[STUDY TEXT]
----------------

Yes one of the main differences between oil and tobacco, and there’s quite a few, is they energy is fundamentally required, smoking is not.

Dave Kelly
May 27, 2018 8:56 am

“Attorneys for the cities of Oakland and San Francisco and Chevron Corp.have homework from Judge William Alsup: prepare 10-page legal analyses on whether a century of American dependence on fossil fuels was worth the global warming it caused.”
Having worked with attorneys on environmental issues, I’d say the attorney’s were the last people I’d have asked that question to. For the simple reason that if the facts don’t square with their narrative the lawyer’s will simply lie.

Trevor
Reply to  Dave Kelly
May 27, 2018 12:00 pm

Dave : Isn’t THIS the time to argue the case for NATURAL CYCLICAL
GLOBAL WARMING and producing evidence that” Man-released-CO2 ”

----------------

[DIRECTIONS] List every person, city, and company named in the comment thread above.

Saved entries

----------------

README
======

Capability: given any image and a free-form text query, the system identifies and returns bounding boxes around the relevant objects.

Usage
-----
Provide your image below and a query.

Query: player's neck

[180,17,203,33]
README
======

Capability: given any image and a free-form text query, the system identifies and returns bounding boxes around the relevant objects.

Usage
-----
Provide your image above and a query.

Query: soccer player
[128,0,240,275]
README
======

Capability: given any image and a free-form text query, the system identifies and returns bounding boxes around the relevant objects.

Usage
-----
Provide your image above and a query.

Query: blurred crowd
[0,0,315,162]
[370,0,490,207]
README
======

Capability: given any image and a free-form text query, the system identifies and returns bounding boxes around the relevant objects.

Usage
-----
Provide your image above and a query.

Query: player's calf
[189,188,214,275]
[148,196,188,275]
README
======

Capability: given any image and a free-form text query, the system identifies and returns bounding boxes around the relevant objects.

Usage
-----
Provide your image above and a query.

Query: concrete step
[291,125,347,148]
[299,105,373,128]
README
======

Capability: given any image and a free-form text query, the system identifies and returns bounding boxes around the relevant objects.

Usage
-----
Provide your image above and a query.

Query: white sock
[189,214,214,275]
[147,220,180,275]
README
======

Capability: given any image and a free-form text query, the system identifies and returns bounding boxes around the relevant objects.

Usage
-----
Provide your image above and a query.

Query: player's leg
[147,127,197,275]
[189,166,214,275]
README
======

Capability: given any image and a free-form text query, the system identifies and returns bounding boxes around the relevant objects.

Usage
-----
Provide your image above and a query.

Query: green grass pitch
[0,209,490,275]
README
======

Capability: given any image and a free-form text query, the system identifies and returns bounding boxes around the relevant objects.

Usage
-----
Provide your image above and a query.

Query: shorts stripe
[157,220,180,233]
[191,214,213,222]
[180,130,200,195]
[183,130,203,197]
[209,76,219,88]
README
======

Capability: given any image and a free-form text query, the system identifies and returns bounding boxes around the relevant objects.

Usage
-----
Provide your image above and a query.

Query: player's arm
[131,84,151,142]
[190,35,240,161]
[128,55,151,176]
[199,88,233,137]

----------------

[RESPONSE BOX] Dave Kelly, Oakland, San Francisco, Chevron Corp., William Alsup, Trevor